> _Do this_:
Write out the rows between the line holding "Expected: for every instance of the white cloud" and the line holding "Expected: for every instance of the cumulus", inclusive, reproducing each line verbatim.

Pointing dataset records
::::
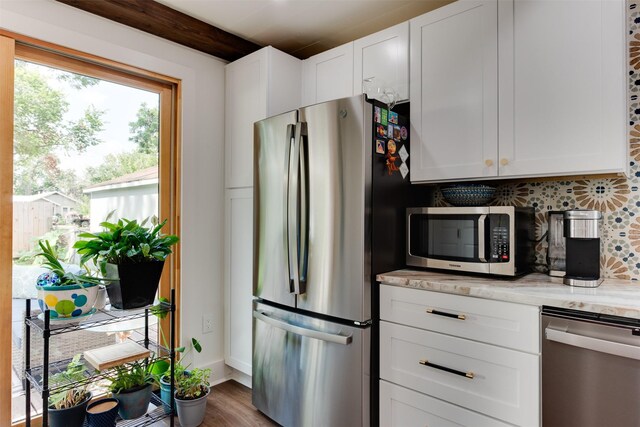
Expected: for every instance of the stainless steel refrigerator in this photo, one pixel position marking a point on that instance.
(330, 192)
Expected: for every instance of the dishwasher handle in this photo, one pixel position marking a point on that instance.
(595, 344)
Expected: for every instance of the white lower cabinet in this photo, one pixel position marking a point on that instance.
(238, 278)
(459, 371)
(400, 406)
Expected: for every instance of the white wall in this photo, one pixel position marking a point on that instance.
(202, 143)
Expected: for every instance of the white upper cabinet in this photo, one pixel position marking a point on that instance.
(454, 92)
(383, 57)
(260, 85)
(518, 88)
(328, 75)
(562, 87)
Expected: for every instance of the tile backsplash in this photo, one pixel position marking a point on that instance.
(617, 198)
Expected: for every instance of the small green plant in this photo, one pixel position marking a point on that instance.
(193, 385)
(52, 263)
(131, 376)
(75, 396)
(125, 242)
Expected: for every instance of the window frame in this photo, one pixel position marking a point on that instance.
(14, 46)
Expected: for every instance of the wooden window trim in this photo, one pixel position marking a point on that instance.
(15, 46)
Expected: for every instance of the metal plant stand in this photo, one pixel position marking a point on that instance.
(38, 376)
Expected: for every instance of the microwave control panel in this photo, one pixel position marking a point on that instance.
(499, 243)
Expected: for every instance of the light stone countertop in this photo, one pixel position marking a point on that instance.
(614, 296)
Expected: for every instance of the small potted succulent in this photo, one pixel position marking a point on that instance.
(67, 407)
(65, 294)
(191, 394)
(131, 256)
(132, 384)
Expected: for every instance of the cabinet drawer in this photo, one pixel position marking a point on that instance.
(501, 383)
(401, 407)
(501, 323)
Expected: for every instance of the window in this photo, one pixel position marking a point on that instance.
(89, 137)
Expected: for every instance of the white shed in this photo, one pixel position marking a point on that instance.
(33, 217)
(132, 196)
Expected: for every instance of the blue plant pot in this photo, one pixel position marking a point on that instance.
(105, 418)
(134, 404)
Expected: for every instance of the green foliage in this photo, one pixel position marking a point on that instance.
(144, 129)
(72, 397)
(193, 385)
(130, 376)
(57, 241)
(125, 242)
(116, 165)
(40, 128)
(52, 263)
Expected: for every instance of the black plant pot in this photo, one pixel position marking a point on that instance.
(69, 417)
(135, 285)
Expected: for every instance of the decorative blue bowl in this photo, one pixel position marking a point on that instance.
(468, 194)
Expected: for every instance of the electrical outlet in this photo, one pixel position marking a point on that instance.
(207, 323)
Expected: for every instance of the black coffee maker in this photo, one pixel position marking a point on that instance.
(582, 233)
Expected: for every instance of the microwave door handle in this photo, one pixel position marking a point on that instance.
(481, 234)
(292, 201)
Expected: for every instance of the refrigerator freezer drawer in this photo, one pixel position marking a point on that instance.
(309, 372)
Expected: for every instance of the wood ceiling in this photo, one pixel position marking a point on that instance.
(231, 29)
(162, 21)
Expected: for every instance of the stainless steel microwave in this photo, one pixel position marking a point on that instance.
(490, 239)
::::
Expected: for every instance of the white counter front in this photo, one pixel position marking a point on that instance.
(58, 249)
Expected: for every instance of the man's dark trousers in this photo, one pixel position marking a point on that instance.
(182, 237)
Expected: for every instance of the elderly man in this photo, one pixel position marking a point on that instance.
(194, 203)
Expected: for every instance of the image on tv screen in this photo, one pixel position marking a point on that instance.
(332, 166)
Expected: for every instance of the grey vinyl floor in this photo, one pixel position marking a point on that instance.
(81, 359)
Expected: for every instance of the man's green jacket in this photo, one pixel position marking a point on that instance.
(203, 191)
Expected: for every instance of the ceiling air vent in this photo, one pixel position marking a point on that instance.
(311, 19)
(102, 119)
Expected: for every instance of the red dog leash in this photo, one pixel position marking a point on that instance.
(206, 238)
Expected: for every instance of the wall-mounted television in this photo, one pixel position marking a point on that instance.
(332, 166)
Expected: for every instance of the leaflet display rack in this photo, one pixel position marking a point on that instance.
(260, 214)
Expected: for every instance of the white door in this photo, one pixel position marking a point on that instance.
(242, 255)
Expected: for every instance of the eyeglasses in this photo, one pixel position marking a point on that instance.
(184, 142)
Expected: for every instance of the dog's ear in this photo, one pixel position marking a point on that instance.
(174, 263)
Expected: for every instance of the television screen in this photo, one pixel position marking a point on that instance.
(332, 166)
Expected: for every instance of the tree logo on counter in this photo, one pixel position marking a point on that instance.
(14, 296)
::::
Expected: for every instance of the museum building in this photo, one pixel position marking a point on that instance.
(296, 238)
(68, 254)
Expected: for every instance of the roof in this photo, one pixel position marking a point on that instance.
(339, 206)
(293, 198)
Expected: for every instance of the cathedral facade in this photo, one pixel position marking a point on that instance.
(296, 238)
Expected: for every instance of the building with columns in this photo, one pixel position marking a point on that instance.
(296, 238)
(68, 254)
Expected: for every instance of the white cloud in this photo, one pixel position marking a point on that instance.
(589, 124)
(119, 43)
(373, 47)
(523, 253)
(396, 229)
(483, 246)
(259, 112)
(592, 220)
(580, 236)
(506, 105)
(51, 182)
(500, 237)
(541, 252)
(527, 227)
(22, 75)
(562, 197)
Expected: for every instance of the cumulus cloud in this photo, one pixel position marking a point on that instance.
::::
> _Exercise output_:
Expected: for every instance of the white cloud in this photo, one pixel position marking a point on that instance.
(589, 124)
(119, 43)
(373, 47)
(523, 253)
(396, 229)
(483, 246)
(259, 112)
(592, 220)
(580, 236)
(506, 105)
(51, 182)
(500, 237)
(541, 252)
(527, 227)
(22, 75)
(562, 197)
Expected: for every instance of the cumulus cloud in this photo, one pixel position marking a point on that instance.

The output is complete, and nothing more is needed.